__Passage to read__.
%%

Topics include computing platforms, analytics, data science, data modeling, database technologies, machine learning / AI, Internet of Things (IoT), blockchain, augmented reality, bots, programming languages, natural language processing applications such as machine translation, and knowledge graphs.

Related categories: Semantic technologies, Web technologies & information standards, and Internet and platforms.

The Analyst’s Lament: Big Data Hype Obscures Data Management Problems in the Enterprise

I’ve been a market and product analyst for large companies. I realize that my experiences are a sample of one, and that I can’t speak for my analyst peers. But I suspect some of them would nod in recognition when I say that in those roles, I spent only a fraction of my time in these analyst roles actually conducting data analysis.  With the increase in press that Big Data has received, I started seeing a major gap between what I was reading about enterprise data trends, and my actual experiences working with enterprise data.

A more accurate description of what I spent large amounts of time doing was data hunting. And data gathering, and data cleaning, and data organizing, and data checking.  I spent many hours trying to find the right people in various departments who “owned” different data sources. I then had to get locate definitions (if they existed – this was hit or miss) and find out what quirks the data had so I could clean it without losing records (for example, which of the many data fields with the word “revenue” in it would actually give me revenue). In several cases I found myself begging fellow overworked colleagues to please, please, pull the data I needed from that database which I in theory should have had access to but was shut out of due to multiple layers of bureaucracy and overall cluelessness as to what data lived where within the organization.

%%

__Required tasks__.
**a.** Copy everything from "Topics include computing" down to "Internet and platforms." in the passage about enterprise data, switching "augmented reality" to "virtual reality".
**b.** Proceed with the passage about enterprise data, picking up right after its last sentence.
The material that follows has no connection to the passage about enterprise data.

__Raw records__.
%%

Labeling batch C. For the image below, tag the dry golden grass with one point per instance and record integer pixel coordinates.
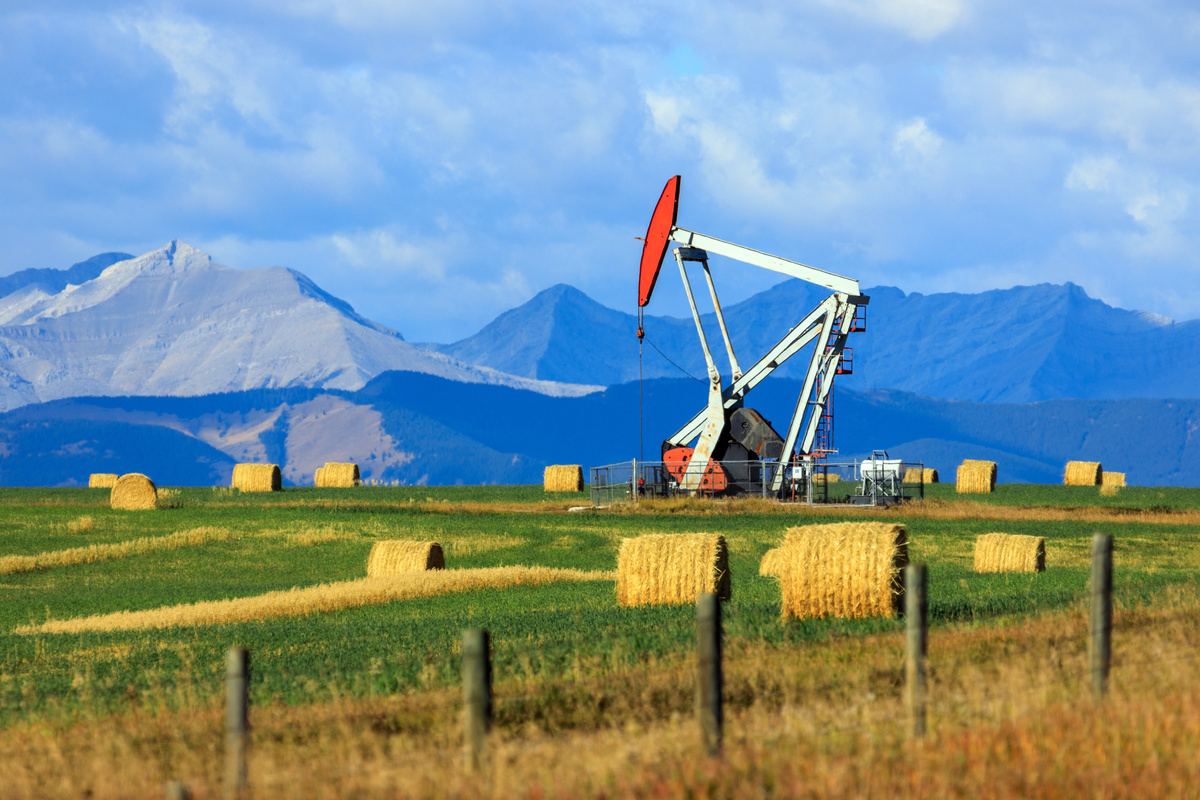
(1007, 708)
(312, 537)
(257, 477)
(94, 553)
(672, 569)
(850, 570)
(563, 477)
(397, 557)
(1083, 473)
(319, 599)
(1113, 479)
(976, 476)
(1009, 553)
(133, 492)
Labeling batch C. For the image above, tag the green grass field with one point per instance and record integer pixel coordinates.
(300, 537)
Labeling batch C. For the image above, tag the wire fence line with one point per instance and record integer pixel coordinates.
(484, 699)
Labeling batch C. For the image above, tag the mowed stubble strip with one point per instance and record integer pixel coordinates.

%%
%%

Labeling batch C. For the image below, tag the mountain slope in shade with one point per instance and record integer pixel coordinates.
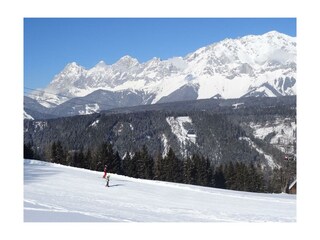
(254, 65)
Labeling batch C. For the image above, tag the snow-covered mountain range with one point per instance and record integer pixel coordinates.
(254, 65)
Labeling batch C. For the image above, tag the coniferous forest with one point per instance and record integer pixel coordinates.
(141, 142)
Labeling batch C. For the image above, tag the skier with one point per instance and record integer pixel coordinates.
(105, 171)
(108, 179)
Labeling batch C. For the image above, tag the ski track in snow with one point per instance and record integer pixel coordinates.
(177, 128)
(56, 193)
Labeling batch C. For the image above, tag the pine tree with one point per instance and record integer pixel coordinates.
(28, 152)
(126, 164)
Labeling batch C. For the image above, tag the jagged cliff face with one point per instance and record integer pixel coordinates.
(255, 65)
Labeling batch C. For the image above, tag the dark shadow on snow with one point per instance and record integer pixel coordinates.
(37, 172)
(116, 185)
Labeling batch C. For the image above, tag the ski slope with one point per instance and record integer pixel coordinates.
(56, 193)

%%

__Results by task__.
**a.**
Topics include computing platforms, analytics, data science, data modeling, database technologies, machine learning / AI, Internet of Things (IoT), blockchain, virtual reality, bots, programming languages, natural language processing applications such as machine translation, and knowledge graphs.

Related categories: Semantic technologies, Web technologies & information standards, and Internet and platforms.

**b.**
Part of me thought, “Well, this is the lot of an analyst in a large company. It is the job.” And this was confirmed by other more senior managers – all on the business side, not in the IT side – who asserted that, yes, being a data hunter/gatherer/cleaner/organizer/checker was indeed my job. But another part of me was thinking, “These are all necessary tasks in dealing with data. I will always need to clean data no matter what. I will need to do some formatting and re-checking to make sure what I have is correct. But should this be taking up such a large chunk of my time? This is not the best way I can add value here. There are too many business questions I could potentially be trying to help solve; there has got to be a better way.”

So initially I thought, not being an IT professional, that this was an issue of not having the right IT tools. But gradually I came to understand that technology was not the problem. More often than not, I had access to best-in-class CRM systems, database and analytics software, and collaboration tools at my disposal. I had the latest versions of Microsoft Office and a laptop or desktop with decent processing power. I had reliable VPN connectivity when I was working remotely and often a company-supplied mobile smartphone. It was the processes and people that were the biggest barriers to getting the information I needed in order to provide fact-based research that could be used to solve business-critical decisions.

Out of sheer frustration, I started doing some research to see if there was indeed a better way for enterprises to manage their data. Master Data Management (MDM), you’ve been around for over a decade, why haven’t I ever encountered you?  A firm called the Information Difference, a UK-based consultancy which specializes in MDM, argues that too often, decisions about data management and data governance are left solely to the IT department. The business should also be part of any MDM project, and the governance process should be sponsored and led by C-level business management. Talk about “aha” moments.  When I read this, I actually breathed a sigh of relief. It isn’t just me that thinks there has to be a better way to go, so that the not-cheap business and market analysts that enterprises the world over employ can actually spend more of their time solving problems and less time data wrangling!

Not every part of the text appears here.